Data listing:
<<<<

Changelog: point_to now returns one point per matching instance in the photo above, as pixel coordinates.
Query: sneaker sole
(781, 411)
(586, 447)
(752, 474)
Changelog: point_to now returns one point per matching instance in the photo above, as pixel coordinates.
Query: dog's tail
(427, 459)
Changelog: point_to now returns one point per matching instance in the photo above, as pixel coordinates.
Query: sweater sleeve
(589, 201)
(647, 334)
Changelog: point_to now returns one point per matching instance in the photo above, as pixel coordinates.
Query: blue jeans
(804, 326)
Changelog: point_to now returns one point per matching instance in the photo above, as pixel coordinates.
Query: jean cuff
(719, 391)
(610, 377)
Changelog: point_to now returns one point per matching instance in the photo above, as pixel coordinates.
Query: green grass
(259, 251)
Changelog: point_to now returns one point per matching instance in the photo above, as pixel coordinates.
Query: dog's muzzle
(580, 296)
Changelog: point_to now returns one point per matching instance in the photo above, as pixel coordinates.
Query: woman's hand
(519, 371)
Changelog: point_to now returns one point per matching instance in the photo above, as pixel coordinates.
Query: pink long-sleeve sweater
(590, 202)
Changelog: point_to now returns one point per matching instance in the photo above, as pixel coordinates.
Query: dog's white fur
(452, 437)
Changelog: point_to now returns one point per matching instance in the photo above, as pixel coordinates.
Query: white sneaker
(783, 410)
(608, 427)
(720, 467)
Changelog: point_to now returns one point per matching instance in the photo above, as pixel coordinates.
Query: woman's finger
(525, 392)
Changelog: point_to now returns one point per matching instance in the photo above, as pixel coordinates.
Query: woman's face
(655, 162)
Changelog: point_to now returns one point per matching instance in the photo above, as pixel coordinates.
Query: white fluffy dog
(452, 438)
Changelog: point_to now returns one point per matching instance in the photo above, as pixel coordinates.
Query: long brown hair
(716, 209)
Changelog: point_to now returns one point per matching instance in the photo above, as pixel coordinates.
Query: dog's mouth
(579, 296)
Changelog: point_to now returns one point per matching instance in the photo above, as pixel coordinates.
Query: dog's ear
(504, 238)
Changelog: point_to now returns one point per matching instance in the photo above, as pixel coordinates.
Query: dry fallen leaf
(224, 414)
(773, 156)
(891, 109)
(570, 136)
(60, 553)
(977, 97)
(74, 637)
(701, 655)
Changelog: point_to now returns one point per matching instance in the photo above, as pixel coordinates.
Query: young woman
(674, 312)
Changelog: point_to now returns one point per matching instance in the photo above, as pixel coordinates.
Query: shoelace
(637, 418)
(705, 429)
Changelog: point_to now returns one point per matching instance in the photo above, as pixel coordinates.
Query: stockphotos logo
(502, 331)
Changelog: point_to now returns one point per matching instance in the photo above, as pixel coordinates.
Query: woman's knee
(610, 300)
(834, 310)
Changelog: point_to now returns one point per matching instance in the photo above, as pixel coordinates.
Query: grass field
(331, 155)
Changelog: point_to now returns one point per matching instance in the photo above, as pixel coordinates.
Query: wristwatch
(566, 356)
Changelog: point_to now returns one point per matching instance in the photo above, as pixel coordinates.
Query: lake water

>>>>
<<<<

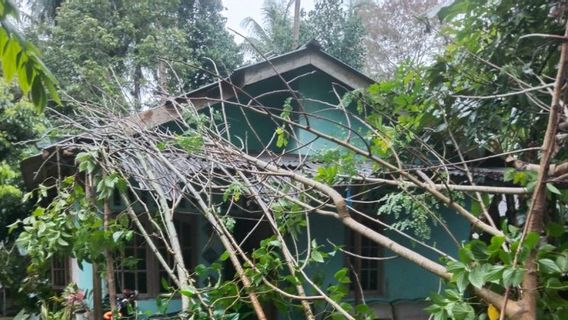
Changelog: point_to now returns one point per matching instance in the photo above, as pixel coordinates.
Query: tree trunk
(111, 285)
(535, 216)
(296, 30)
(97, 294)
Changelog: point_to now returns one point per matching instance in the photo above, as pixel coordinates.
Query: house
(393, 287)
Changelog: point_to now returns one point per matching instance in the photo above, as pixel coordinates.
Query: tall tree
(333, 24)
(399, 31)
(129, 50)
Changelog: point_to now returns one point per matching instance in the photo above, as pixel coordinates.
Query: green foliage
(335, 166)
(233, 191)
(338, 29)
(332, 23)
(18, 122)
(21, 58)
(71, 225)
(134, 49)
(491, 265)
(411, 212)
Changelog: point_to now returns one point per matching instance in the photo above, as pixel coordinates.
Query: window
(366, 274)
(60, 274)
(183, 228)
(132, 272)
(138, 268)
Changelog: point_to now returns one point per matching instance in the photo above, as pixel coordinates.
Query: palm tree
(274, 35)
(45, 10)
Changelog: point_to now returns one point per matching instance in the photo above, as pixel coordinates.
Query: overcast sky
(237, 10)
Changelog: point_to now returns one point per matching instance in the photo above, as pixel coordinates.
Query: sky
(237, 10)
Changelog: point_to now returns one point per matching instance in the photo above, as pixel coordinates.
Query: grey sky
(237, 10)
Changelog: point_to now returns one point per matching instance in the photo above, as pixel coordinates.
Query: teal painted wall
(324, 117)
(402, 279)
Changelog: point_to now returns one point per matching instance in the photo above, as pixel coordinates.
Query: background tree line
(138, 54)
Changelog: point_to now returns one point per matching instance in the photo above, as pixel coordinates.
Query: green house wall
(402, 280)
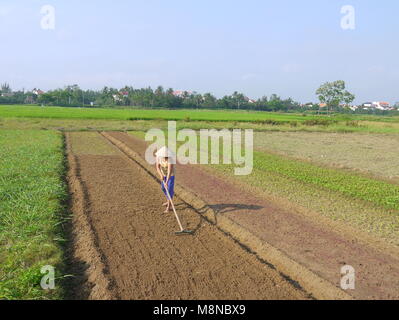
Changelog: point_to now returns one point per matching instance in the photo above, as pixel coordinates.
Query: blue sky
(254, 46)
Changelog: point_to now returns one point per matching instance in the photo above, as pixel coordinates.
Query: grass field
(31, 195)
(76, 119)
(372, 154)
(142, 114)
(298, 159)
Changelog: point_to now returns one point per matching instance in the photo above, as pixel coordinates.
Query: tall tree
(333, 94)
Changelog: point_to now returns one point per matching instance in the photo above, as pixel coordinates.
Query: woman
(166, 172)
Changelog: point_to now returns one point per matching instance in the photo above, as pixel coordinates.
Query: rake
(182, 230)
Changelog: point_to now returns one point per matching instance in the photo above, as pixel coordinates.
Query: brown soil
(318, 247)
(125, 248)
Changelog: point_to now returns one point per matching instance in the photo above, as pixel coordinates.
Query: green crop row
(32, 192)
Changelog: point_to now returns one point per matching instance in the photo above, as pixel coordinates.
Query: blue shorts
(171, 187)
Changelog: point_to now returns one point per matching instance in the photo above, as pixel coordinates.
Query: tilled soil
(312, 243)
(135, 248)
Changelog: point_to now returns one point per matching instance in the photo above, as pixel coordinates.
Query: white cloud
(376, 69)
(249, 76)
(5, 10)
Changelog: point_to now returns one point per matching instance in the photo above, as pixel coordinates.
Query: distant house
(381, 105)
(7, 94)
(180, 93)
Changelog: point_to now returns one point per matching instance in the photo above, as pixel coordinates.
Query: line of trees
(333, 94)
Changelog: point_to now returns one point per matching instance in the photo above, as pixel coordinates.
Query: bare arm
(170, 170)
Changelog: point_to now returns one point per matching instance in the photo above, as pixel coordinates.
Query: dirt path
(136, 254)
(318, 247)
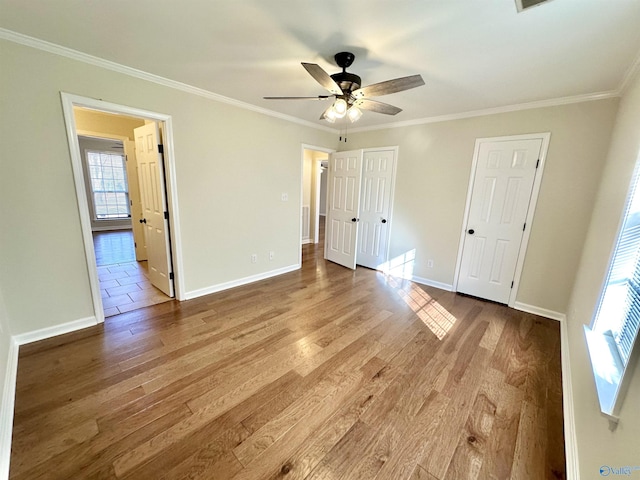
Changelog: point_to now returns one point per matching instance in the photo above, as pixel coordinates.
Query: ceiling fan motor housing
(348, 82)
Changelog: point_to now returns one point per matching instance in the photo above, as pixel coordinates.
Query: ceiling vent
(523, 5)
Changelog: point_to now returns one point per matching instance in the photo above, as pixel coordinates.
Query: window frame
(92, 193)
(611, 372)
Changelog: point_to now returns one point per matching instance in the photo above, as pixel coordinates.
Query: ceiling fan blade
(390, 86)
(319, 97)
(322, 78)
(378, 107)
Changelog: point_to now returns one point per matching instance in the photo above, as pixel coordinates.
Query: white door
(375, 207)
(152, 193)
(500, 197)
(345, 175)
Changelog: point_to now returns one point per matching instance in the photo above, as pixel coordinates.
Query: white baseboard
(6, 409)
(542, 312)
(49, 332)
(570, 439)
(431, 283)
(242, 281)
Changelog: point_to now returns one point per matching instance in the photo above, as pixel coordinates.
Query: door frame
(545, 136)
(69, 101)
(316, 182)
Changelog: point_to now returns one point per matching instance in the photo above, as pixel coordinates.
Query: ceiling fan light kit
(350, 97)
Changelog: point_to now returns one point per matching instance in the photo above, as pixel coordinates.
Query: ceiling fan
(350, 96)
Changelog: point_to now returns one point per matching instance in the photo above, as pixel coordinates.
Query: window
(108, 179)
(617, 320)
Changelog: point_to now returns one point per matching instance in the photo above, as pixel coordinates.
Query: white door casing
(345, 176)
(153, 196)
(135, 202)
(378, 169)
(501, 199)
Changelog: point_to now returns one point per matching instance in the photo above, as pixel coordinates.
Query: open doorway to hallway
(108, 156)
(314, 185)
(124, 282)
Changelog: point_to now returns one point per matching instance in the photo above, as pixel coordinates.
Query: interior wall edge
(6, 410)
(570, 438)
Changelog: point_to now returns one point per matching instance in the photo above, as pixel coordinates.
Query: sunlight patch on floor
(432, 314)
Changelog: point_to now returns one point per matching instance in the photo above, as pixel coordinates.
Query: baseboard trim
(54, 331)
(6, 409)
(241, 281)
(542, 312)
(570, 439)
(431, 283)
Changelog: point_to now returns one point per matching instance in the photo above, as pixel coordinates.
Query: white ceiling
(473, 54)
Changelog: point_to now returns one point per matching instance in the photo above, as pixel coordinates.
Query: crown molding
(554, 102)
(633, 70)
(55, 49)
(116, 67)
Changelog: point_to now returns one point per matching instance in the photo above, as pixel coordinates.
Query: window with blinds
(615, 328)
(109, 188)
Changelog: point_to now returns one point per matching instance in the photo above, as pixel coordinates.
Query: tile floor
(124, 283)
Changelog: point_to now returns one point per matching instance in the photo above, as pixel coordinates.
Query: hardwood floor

>>>>

Given instruction: How many lines in the listing above contain the string "green"? Case counts. Reply with the number only.

Problem solution: 4